[BEGIN Selection]

User-defined functions

Understand how to extend Xorq with custom Python functions that work in SQL

Applying complex business rules requires custom logic beyond standard SQL operations and built-in functions. Built-in functions handle sum, filter, and join operations, but not your specific discount calculations. User-defined functions solve this by wrapping your Python logic for both expressions and queries.

What you’ll understand

What user-defined functions are and how they extend Xorq built-in operations for custom functionality
When to use UDFs versus built-in functions based on your performance and functionality requirements for workflows
How to create UDFs using make_pandas_udf by defining functions and specifying schemas for implementation
The trade-offs between extensibility and performance that UDFs involve in production systems and pipelines

What are user-defined functions?

User-defined functions (UDFs) are custom Python functions that work in both Xorq expressions and SQL queries. You write Python code that operates on pandas DataFrames, and Xorq makes it available as a function that executes consistently across different backends. This lets you extend Xorq’s built-in operations with domain-specific logic for custom business rules, API calls, and complex transformations that aren’t built into the system.

import xorq.api as xo
from xorq.expr.udf import make_pandas_udf
import xorq.expr.datatypes as dt

# Define your Python function
def calculate_discount(df):
    import numpy as np
    return np.where(df['is_member'], df['price'] * 0.9, df['price'])

# Wrap as UDF
discount_udf = make_pandas_udf(
    fn=calculate_discount,
    schema=xo.schema({"price": dt.float64, "is_member": dt.boolean}),
    return_type=dt.float64,
    name="calculate_discount"
)

# Use in expressions
result = customers.mutate(
    final_price=discount_udf.on_expr(customers)
)

[END Selection]
[BEGIN Extracted material]

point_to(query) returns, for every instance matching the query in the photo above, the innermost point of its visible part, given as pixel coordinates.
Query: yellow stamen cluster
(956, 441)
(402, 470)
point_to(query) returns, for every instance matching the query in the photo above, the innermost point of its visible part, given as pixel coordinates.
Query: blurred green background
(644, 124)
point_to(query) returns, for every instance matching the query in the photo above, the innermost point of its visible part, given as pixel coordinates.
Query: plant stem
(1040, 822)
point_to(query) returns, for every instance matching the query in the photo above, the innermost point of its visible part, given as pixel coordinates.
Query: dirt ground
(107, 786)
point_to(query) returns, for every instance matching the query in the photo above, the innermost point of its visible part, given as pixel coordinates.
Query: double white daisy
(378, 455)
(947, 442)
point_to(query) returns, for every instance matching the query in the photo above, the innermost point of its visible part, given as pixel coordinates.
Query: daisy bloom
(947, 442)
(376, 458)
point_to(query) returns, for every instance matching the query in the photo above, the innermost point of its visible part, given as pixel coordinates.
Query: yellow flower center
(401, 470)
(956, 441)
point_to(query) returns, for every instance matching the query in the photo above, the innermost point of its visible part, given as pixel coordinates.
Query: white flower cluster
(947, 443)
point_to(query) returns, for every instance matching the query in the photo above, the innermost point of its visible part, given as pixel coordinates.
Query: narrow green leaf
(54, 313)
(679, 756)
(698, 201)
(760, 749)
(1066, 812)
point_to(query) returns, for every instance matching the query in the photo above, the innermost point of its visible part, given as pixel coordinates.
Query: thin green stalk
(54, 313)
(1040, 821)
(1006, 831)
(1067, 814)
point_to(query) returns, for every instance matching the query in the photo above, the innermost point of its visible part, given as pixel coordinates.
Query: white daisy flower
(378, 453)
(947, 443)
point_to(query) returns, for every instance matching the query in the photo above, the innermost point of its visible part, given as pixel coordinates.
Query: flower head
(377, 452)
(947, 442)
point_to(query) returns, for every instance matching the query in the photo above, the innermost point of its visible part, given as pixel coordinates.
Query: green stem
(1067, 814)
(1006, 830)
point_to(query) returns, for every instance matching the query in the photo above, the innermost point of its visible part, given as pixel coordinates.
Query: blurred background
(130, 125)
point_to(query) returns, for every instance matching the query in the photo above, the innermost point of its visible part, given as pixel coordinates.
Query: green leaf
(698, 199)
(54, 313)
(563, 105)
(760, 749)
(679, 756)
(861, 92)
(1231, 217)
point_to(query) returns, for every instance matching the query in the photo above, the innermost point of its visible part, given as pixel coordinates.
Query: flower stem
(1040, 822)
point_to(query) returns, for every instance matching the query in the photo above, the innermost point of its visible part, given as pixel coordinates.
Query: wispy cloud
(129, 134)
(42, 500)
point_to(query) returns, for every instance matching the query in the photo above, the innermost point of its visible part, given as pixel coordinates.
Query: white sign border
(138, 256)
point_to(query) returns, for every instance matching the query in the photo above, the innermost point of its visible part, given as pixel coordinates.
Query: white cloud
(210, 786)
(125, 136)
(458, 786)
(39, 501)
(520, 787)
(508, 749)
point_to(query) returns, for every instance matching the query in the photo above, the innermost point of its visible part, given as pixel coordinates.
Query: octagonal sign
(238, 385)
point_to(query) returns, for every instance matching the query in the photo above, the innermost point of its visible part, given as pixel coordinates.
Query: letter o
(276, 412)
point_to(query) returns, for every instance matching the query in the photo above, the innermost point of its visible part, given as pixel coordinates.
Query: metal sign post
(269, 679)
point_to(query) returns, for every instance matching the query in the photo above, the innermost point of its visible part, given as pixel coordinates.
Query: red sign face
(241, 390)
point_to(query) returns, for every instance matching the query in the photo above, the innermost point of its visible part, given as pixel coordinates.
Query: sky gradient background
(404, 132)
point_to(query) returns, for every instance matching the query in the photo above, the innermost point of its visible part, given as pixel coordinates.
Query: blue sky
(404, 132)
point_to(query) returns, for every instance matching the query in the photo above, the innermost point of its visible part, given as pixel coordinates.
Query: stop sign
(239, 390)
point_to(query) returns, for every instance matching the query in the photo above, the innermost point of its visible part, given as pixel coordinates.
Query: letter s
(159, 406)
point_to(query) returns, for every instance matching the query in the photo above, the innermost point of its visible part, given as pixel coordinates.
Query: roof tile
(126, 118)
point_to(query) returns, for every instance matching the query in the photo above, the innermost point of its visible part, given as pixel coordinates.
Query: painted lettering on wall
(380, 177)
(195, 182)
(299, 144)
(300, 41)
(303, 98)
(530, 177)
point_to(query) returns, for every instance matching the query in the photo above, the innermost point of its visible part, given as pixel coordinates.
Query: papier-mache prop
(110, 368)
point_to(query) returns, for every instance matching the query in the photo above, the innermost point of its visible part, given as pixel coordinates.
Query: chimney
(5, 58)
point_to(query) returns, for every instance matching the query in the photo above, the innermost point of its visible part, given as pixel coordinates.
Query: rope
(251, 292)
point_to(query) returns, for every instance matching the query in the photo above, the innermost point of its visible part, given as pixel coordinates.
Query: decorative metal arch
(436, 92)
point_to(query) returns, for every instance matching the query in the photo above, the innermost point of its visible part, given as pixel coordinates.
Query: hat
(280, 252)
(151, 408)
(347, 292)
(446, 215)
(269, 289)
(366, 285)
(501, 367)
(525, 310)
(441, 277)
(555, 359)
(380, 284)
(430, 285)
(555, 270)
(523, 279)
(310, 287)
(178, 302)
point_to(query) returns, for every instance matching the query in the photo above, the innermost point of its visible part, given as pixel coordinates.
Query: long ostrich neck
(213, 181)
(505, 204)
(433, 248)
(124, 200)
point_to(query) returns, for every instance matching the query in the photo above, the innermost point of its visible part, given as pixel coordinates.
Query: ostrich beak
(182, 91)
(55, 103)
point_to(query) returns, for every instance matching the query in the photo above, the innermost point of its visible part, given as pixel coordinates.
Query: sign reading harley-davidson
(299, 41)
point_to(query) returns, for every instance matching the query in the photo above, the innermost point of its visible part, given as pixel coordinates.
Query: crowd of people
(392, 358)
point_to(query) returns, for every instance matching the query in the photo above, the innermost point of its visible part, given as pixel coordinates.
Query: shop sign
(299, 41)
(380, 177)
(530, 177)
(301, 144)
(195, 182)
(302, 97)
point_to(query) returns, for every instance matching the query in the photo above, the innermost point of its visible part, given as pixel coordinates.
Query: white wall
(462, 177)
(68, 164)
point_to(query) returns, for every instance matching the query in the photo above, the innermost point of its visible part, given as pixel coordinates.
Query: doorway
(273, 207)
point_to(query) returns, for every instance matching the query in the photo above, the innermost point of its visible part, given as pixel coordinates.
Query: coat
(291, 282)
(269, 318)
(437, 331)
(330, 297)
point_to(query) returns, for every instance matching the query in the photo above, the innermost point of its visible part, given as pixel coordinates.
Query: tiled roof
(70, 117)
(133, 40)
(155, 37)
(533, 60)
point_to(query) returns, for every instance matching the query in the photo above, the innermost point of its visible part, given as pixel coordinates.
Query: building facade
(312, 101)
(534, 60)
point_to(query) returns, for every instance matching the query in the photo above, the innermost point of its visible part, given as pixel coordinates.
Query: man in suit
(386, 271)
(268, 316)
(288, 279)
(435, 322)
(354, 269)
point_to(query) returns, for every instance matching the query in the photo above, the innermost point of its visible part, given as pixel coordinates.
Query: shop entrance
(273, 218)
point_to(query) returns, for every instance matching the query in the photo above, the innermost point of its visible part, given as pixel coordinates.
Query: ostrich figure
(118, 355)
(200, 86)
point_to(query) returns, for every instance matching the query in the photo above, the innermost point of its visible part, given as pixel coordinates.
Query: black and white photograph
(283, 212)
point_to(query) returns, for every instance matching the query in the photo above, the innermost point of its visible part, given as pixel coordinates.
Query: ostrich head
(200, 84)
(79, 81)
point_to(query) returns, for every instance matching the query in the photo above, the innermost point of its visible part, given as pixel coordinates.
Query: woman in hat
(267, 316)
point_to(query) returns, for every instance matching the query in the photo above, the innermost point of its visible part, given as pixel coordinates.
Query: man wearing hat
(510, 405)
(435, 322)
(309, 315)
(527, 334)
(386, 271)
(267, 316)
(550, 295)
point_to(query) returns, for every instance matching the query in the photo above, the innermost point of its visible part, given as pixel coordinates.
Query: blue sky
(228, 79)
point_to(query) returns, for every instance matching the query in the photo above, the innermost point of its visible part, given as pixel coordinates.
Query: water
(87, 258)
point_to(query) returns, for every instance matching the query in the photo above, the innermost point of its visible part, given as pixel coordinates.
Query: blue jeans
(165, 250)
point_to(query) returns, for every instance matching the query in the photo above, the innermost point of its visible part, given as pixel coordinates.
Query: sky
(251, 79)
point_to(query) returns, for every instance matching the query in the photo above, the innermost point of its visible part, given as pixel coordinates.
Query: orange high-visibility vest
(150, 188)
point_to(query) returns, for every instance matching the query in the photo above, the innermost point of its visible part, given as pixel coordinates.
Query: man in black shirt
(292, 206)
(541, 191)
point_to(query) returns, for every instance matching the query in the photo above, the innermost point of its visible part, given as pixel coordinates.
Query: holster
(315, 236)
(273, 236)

[END Extracted material]

(Job):
Can you continue the page on Xorq user-defined functions, starting right after its final line of code, rather than the items?

(Solved problem):
Why user-defined functions matter

Built-in functions cover common operations like sum, filter, and join. However, every domain has specific logic that doesn’t fit standard operations. Without UDFs, you’d need to extract data to Python, apply your logic, then load it back. This breaks the pipeline and loses optimization opportunities.

This creates three problems:

Pipeline fragmentation slows execution. You can’t express your full computation in one pipeline. You extract data, process in Python, then load back. This requires serializing data to disk or memory, context switching between systems, and potentially losing parallelization. A transformation that could run in-database runs in Python instead, moving gigabytes unnecessarily.

No SQL integration limits collaboration. Your Python logic doesn’t work in SQL queries. Data analysts who prefer SQL can’t use your transformations. They either duplicate your logic in SQL, creating a maintenance burden, or ask you to extract and process data for them, creating bottlenecks.

Lost optimization reduces performance. When you extract data to Python, Xorq can’t optimize the full pipeline. Operations that could push to the database run in Python instead. Filter operations that could eliminate 99% of data happen after extraction, not before. The query optimizer has no visibility into your Python processing.

UDFs solve these by making Python functions first-class operations in Xorq. Your custom logic works in expressions, SQL queries, and across all backends.

How user-defined functions work

UDFs operate in three stages:

Function definition: You write a Python function that takes a pandas DataFrame and returns a Series or scalar. This function contains your custom logic.

UDF wrapping: You wrap the function with make_pandas_udf, specifying the input schema and return type. This creates a UDF constructor.

UDF application: You apply the UDF to expressions using .on_expr(). After registration, UDFs can be used in SQL queries by name. Xorq handles data conversion and execution.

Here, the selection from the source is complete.